### EXERCISE DETAILS
Extract, unchanged, the stretch of the records from the line containing "Could you point to the airplane" through the line containing "Target: denim shirt", including both of those lines.

### EXTRACTED RECORDS
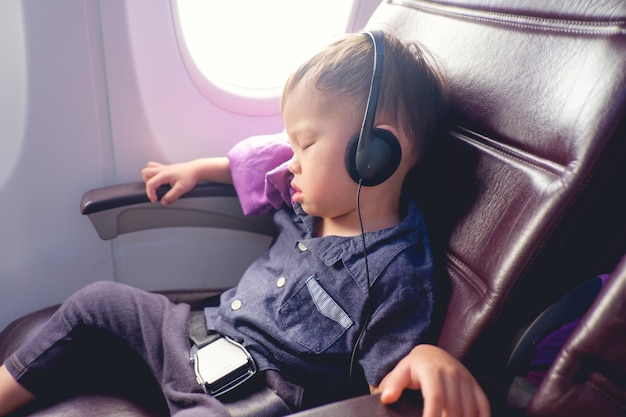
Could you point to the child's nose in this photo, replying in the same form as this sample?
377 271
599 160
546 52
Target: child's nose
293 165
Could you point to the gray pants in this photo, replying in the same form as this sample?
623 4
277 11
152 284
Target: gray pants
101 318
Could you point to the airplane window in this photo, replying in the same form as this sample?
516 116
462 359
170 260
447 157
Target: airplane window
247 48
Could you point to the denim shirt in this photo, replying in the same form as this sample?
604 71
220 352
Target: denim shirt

--

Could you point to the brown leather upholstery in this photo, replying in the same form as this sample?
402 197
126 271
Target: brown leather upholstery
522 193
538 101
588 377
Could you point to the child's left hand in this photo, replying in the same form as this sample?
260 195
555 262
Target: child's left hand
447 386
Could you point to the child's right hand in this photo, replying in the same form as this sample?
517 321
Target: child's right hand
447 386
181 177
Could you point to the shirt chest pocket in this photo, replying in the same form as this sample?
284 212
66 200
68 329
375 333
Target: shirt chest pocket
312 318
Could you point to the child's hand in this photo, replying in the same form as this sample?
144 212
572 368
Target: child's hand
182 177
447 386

---

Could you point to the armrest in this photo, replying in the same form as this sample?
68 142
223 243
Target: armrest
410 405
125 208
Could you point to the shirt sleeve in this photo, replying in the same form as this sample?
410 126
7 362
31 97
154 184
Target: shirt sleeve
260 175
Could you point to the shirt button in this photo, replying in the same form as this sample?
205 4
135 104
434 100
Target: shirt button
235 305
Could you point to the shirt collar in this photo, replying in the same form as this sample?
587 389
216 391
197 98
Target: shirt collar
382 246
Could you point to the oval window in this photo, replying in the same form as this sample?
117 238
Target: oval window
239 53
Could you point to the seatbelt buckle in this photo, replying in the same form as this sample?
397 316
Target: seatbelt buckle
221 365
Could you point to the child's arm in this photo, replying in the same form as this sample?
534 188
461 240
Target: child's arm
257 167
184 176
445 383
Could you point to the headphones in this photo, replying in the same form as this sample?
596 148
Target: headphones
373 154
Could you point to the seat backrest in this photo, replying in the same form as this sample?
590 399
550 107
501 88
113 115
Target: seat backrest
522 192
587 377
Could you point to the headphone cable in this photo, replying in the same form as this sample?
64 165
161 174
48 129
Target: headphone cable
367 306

### ANSWER TO THE EXERCISE
Could you point to the airplane window in this photo, replying in the same form as this sample?
516 116
462 359
170 260
447 157
Target: airplane window
247 48
Could you point to the denim shirt in this photo, replying in the same form as this sample?
604 71
220 352
Target: denim shirt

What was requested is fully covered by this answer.